• WHAT THE EXERCISE ASKS
Reproduce word for word the part of the exhibition announcement below that runs from "The Marjorie Barrick" to "ghostly, speckled blue.".

• PAGE EXTRACT

The Marjorie Barrick Museum of Art presents “Mourning Songs of Salt and Silt,” an exhibition of memorial cyanotypes by Amy Elkins.
One of the oldest forms of photographic technology, the cyanotype process allows artists to transfer impressions of objects directly onto a surface without the intervention of a camera. The pictures are developed by exposing them to the sun. The chosen object becomes a participant in the process, a drawing tool, a shaper of its own representation. Taking advantage of this uniquely immediate way of producing images, Elkins has used her father’s ashes to make large, enveloping fabric artworks that surround the viewer with constellations of ghostly, speckled blue.
By including natural materials such as ash, salt, sand, and silt, and rinsing her compositions in bodies of natural water, she symbolically and materially reunites her father with the landscape he inhabited throughout his adulthood. His two decades of work in a Californian marine biology lab are represented by her use of the Pacific Ocean, and the days he spent swimming with friends as a young man are manifested through freshwater creeks. The exhibition also includes artifacts from his life.
Bringing an array of elemental forces together into a beautiful whole, Elkins has created unique portraits that hint at the ineffable particularity of a person, the transience of existence, and the ongoing action of posthumous release. Describing the work, she writes—
“Exposed in the sun as a means of holding on. Rinsed in bodies of water as a means of letting go. An action that both safekeeps his ashes and releases them into the natural world.”
“Mourning Songs of Salt and Silt” will be on view from February 20–June 13, 2026. The Museum is open from Tuesday–Saturday, 10 a.m.–5 p.m. Entry is free.

• ENTRIES SHOWN
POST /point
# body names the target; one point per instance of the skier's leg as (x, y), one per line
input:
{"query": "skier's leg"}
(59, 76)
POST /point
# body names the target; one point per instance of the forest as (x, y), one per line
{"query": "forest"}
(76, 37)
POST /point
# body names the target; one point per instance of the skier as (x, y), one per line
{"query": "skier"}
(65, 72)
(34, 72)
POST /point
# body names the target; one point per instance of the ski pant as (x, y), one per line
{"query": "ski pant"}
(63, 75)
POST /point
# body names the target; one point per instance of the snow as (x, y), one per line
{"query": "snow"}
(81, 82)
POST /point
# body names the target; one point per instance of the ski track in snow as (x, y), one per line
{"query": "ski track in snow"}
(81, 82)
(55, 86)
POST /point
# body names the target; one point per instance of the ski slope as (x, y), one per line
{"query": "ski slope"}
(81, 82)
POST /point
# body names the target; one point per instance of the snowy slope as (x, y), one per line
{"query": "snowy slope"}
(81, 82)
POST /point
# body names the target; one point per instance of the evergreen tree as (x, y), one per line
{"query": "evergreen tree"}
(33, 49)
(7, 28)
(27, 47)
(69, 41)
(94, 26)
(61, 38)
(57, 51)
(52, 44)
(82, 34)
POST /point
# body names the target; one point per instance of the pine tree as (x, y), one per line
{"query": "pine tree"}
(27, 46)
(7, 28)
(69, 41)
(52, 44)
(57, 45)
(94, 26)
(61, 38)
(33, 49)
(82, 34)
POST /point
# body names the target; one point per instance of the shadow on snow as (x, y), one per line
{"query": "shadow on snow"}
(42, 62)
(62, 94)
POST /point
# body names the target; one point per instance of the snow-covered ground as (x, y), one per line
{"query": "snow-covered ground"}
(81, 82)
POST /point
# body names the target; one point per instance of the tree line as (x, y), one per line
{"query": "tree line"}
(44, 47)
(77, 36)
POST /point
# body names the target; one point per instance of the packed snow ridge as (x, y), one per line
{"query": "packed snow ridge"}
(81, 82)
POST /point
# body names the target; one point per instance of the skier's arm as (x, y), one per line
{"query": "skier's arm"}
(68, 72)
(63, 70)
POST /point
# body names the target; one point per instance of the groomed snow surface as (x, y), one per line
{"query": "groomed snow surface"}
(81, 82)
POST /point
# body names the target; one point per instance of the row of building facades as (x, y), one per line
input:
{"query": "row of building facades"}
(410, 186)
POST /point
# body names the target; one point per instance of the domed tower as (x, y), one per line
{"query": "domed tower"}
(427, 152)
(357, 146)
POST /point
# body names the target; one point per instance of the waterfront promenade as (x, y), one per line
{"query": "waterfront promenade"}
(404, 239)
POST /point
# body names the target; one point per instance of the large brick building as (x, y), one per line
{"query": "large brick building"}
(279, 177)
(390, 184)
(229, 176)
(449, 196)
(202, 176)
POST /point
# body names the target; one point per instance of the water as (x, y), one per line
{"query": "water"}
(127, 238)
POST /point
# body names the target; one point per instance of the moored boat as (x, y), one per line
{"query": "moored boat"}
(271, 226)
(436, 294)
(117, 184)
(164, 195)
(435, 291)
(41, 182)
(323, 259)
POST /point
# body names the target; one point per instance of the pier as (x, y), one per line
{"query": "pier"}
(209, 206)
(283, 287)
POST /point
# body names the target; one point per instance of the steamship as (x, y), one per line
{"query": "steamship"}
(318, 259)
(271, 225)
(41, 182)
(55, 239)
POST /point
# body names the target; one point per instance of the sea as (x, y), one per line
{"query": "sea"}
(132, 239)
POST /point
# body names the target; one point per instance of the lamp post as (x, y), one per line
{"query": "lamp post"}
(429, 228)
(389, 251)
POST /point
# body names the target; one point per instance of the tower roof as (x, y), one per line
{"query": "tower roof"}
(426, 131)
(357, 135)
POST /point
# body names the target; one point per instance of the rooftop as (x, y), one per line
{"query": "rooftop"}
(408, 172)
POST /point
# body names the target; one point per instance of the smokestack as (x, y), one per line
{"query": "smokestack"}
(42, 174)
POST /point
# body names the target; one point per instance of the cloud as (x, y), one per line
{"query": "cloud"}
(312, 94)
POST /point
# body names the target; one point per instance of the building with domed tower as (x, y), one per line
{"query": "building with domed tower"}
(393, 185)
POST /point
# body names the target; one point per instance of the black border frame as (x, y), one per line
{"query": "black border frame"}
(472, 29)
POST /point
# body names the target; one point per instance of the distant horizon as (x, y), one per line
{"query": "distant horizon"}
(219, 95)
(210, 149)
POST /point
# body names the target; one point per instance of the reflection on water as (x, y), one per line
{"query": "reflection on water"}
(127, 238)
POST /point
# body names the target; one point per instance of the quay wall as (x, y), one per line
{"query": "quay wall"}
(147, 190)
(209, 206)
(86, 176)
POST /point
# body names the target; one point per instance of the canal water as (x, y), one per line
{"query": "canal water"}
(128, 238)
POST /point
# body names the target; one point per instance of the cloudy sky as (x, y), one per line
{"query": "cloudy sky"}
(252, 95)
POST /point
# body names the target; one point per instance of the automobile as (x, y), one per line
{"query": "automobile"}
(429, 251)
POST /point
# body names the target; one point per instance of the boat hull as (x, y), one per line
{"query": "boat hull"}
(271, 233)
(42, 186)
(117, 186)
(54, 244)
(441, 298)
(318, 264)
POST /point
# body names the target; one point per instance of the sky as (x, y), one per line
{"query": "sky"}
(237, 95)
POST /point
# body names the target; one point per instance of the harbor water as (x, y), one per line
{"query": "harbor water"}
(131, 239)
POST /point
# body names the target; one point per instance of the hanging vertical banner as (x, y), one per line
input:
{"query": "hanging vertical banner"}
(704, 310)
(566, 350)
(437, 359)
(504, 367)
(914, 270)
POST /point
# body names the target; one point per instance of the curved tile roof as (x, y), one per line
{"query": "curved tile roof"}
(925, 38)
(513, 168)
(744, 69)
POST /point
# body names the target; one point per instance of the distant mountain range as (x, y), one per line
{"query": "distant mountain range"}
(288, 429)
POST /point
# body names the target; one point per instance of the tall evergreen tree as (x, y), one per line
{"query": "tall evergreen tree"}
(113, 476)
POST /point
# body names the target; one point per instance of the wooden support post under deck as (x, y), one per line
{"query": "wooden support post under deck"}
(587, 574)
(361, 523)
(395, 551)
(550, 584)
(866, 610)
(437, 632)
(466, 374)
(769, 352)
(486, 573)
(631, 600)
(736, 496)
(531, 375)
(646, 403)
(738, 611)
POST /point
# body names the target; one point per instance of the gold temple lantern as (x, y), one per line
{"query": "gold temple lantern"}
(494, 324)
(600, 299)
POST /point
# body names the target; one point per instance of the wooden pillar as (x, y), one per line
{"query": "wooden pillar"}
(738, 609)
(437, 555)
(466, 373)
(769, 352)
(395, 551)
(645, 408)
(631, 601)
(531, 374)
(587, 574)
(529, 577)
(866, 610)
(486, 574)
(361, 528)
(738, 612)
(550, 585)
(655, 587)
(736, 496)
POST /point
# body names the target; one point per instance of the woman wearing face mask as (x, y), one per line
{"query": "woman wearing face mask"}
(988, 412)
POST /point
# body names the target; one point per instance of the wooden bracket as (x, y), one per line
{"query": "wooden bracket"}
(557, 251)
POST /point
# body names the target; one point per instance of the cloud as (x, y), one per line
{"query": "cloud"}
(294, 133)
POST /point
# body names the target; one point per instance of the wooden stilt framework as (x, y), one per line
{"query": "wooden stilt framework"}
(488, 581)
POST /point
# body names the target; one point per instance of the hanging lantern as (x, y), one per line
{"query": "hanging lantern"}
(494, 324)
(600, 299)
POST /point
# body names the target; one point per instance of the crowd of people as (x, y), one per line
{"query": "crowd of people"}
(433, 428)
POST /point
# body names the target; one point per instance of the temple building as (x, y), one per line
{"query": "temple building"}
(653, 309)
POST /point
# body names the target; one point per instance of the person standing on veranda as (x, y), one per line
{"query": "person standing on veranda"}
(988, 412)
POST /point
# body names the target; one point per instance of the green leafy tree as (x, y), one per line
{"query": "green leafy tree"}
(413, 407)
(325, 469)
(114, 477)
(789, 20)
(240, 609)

• RESPONSE BOX
The Marjorie Barrick Museum of Art presents “Mourning Songs of Salt and Silt,” an exhibition of memorial cyanotypes by Amy Elkins.
One of the oldest forms of photographic technology, the cyanotype process allows artists to transfer impressions of objects directly onto a surface without the intervention of a camera. The pictures are developed by exposing them to the sun. The chosen object becomes a participant in the process, a drawing tool, a shaper of its own representation. Taking advantage of this uniquely immediate way of producing images, Elkins has used her father’s ashes to make large, enveloping fabric artworks that surround the viewer with constellations of ghostly, speckled blue.